**WRITTEN PROBLEM A**
Arrange the stretch of the records from the line containing "the soldier in" through the end of the records as a Markdown table with the columns Row and Line, omitting blank lines.

-- Begin READING PASSAGE --

Today’s “negative growth” GDP figures tell us that the economy is probably smaller today that a year ago. And we may expect that, once again, the Office for Budget Responsibility and other experts will soon have to reduce their estimates for the UK economy in 2012.
But on close examination of last month’s Budget Report, we can see that the Government has sneaked in its very own – highly significant – downgrade in its outlook for the economy – as well as seeking to downplay the role played by excessive private debt – especially of the financial sector – in the UK’s economic difficulties.
Chapter 1 of the 2011 Budget Report started with the following heading:
“A strong and stable economy”
Compare this with heading Chapter 1 of the recent 2012 Budget Report:
“A stable economy”
Something significant has disappeared over the course of the year…… economic strength!
But a close reading of the Governments three Budget Reports shows an important re-working of the government’s ‘narrative’ of the crisis, its causes and its solutions.

-- End READING PASSAGE --
-- Begin INPUT FOR THIS TASK --

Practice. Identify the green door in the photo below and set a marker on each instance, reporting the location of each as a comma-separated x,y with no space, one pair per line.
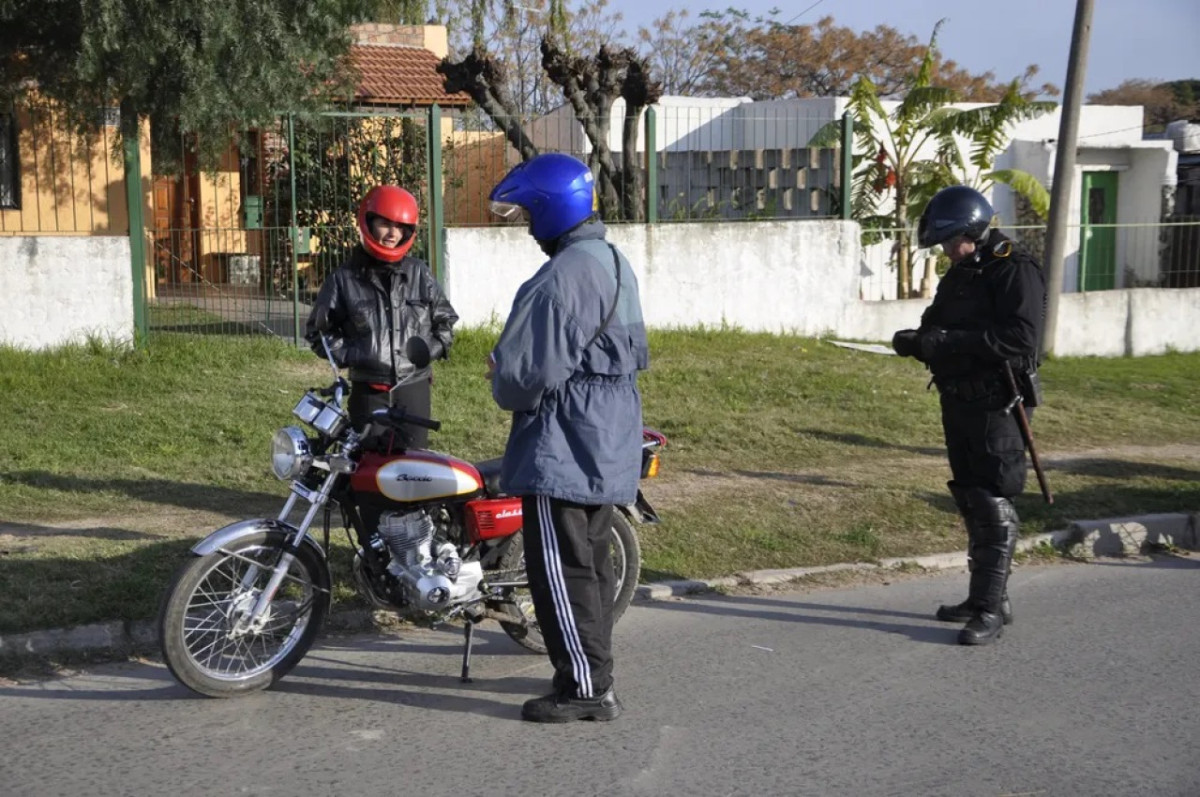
1098,245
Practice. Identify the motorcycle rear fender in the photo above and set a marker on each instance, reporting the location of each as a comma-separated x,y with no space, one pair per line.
234,532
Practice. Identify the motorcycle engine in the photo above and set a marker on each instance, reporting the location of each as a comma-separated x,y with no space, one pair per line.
432,574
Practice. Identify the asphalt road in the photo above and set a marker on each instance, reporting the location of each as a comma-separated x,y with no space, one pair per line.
858,691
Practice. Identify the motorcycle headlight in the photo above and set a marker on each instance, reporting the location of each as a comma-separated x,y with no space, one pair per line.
291,454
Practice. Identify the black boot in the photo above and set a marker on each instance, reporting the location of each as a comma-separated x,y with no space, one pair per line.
966,610
994,531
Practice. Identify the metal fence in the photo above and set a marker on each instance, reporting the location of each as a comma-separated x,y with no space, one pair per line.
1098,257
244,246
717,161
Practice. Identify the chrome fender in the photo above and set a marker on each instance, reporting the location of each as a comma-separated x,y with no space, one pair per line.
234,532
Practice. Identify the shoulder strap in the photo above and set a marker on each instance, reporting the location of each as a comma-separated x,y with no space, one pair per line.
616,265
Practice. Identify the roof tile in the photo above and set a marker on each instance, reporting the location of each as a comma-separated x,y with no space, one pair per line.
396,75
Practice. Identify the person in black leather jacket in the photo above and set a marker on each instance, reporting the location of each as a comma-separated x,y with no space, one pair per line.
989,310
373,304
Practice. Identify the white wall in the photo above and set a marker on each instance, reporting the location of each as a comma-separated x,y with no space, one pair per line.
63,289
762,276
799,276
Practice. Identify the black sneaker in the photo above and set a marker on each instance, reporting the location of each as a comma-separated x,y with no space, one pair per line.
565,708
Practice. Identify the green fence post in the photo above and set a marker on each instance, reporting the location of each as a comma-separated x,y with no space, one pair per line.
437,215
294,233
652,168
847,162
132,139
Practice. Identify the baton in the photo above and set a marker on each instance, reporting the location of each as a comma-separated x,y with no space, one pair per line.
1018,403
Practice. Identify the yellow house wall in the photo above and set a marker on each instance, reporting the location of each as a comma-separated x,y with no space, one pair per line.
220,217
70,184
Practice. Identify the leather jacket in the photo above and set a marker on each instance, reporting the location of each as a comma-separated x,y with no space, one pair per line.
369,310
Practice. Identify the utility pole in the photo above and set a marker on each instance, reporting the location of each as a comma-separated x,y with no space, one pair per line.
1065,169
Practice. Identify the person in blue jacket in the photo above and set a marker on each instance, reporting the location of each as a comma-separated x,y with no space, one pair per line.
567,367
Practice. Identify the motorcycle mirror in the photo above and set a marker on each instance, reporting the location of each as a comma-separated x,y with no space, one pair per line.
418,352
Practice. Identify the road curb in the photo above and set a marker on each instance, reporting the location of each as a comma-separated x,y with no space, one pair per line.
1084,539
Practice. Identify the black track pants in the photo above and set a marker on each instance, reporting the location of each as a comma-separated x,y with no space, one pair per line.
570,571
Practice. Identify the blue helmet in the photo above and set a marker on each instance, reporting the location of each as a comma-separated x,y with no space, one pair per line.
953,211
556,192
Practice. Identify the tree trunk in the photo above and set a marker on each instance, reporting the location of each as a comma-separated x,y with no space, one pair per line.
639,91
904,265
483,81
589,87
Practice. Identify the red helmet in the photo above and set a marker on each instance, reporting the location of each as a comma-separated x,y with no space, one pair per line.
396,205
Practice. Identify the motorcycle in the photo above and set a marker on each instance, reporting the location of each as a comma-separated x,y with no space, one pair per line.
436,540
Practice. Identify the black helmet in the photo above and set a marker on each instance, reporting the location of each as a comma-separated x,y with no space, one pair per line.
954,211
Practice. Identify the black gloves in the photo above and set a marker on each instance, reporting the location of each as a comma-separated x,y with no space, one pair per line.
906,342
934,343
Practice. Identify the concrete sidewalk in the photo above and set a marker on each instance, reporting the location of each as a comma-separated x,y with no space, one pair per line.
1084,539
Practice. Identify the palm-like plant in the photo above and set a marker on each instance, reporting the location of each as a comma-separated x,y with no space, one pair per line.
894,162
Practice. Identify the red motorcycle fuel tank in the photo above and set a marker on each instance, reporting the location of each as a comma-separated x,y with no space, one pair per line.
415,477
489,519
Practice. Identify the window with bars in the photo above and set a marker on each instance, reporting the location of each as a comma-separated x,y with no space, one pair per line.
10,179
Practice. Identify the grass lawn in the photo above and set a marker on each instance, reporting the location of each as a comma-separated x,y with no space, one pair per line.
784,451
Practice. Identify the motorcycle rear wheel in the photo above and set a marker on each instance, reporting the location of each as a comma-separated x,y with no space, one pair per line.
627,564
209,594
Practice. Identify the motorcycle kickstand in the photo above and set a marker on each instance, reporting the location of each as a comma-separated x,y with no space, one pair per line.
468,637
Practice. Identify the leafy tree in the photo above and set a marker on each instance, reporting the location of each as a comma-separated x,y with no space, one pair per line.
198,69
1163,102
682,55
895,173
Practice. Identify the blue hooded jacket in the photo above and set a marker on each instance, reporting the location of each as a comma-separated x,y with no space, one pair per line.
576,411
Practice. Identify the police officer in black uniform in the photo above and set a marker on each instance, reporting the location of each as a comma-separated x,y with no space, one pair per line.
989,310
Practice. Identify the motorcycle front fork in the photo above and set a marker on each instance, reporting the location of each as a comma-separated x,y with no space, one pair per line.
256,619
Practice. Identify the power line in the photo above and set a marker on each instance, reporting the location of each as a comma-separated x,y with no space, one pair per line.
804,12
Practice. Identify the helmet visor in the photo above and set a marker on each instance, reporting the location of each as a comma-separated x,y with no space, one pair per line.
509,211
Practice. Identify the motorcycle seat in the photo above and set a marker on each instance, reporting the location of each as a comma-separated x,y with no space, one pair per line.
490,472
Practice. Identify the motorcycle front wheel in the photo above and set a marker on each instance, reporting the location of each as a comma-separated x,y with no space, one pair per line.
627,564
202,629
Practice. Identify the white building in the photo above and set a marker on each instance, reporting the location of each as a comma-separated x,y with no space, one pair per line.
1123,183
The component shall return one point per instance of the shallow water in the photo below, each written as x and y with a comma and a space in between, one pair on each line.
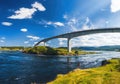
20, 68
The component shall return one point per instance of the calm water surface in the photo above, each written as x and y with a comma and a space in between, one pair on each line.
20, 68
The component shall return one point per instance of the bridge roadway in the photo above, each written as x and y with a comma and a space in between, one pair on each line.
71, 35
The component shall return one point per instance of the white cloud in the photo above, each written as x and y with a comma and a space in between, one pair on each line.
23, 13
6, 23
55, 24
33, 37
38, 6
27, 13
65, 16
26, 42
2, 41
23, 30
62, 41
3, 38
115, 5
58, 24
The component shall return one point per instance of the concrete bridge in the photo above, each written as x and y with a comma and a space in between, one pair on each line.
71, 35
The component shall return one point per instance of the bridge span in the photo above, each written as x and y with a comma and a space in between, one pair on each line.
71, 35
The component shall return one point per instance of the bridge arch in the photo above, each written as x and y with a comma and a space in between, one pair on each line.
71, 35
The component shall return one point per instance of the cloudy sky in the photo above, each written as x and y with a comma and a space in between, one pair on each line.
25, 22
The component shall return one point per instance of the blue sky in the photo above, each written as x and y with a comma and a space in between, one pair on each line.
25, 22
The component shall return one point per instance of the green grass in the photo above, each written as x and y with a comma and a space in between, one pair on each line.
108, 74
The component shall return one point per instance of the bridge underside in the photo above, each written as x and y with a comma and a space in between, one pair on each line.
71, 35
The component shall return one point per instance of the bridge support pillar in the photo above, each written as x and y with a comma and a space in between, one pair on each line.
44, 43
69, 45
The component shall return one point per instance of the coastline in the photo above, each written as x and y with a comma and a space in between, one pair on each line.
105, 74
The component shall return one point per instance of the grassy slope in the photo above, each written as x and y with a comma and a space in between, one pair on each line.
108, 74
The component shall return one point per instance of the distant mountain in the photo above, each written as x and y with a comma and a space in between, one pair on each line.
107, 48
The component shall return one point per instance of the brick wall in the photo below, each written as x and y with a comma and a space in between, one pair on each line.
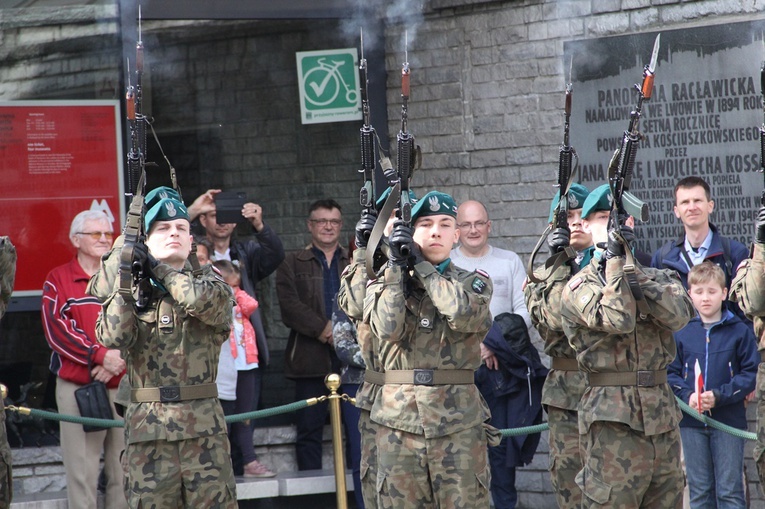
487, 78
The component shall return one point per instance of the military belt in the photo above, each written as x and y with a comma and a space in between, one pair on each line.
628, 378
564, 364
173, 393
421, 377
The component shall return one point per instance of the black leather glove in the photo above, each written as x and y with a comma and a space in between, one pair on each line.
364, 227
615, 248
759, 234
400, 241
415, 256
558, 240
143, 260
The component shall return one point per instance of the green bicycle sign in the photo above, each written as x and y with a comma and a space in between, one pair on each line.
329, 85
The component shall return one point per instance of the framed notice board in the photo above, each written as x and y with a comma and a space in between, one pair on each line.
57, 158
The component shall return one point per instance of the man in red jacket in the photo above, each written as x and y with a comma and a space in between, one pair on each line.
69, 319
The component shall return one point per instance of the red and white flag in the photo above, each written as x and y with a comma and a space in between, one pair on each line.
699, 384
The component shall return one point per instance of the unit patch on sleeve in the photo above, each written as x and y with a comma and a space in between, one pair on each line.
478, 285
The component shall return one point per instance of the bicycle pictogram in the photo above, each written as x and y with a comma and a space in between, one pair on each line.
324, 81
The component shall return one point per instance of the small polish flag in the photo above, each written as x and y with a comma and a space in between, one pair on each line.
699, 383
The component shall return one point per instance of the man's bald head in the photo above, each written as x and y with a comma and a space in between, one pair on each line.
475, 226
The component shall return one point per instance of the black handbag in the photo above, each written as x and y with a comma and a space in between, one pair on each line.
93, 401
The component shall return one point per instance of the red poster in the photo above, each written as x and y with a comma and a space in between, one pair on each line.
57, 158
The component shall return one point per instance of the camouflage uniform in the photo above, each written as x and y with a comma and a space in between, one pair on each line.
629, 429
177, 452
7, 276
431, 441
748, 290
350, 299
563, 387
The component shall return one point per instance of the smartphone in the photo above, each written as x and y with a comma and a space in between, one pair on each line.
228, 207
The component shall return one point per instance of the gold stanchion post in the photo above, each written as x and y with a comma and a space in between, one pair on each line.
332, 381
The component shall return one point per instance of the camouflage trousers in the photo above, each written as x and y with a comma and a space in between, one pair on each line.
190, 473
449, 472
759, 447
625, 468
6, 477
565, 456
368, 431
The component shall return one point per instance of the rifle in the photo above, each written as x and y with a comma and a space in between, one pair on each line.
566, 171
134, 285
407, 152
762, 127
408, 159
620, 176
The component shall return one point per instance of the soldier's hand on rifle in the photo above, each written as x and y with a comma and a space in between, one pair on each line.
143, 260
558, 240
759, 234
203, 204
365, 226
400, 240
615, 247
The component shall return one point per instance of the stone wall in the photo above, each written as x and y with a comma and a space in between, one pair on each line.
487, 82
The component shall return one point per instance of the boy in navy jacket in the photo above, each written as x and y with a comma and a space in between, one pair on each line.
725, 349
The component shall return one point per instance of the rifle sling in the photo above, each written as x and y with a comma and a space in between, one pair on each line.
379, 229
630, 273
132, 231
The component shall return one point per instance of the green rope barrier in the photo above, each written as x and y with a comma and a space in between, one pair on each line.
268, 412
715, 424
528, 430
298, 405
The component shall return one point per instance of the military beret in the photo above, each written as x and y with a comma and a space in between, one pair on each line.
599, 199
576, 196
159, 193
381, 200
166, 209
434, 203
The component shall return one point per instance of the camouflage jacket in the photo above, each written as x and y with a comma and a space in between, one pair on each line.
7, 272
601, 321
748, 291
350, 299
175, 340
429, 321
562, 389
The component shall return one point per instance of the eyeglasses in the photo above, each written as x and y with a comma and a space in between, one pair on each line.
97, 235
323, 222
478, 225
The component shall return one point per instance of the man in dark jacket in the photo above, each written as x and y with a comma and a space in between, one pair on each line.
513, 392
700, 240
256, 260
306, 283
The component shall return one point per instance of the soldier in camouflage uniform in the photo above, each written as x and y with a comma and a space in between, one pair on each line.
565, 384
748, 290
628, 417
7, 276
429, 319
177, 451
350, 299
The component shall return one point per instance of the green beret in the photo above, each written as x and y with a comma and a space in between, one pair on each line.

-- End INPUT FOR THIS TASK --

**WRITTEN PROBLEM B**
Reproduce word for word the stretch of the budget commentary from "Chapter 1 of the 2011" through "and its solutions.".

**EXERCISE ANSWER A**
| Row | Line |
|---|---|
| 1 | The component shall return one point per instance of the soldier in camouflage uniform in the photo above, each written as x and y with a comma and a space in between, one pair on each line. |
| 2 | 565, 384 |
| 3 | 748, 290 |
| 4 | 628, 417 |
| 5 | 7, 276 |
| 6 | 429, 319 |
| 7 | 177, 451 |
| 8 | 350, 299 |
| 9 | The component shall return one point per instance of the green beret in the photo above, each written as x and y with a comma and a space in between, one pair on each line. |

**EXERCISE ANSWER B**
Chapter 1 of the 2011 Budget Report started with the following heading:
“A strong and stable economy”
Compare this with heading Chapter 1 of the recent 2012 Budget Report:
“A stable economy”
Something significant has disappeared over the course of the year…… economic strength!
But a close reading of the Governments three Budget Reports shows an important re-working of the government’s ‘narrative’ of the crisis, its causes and its solutions.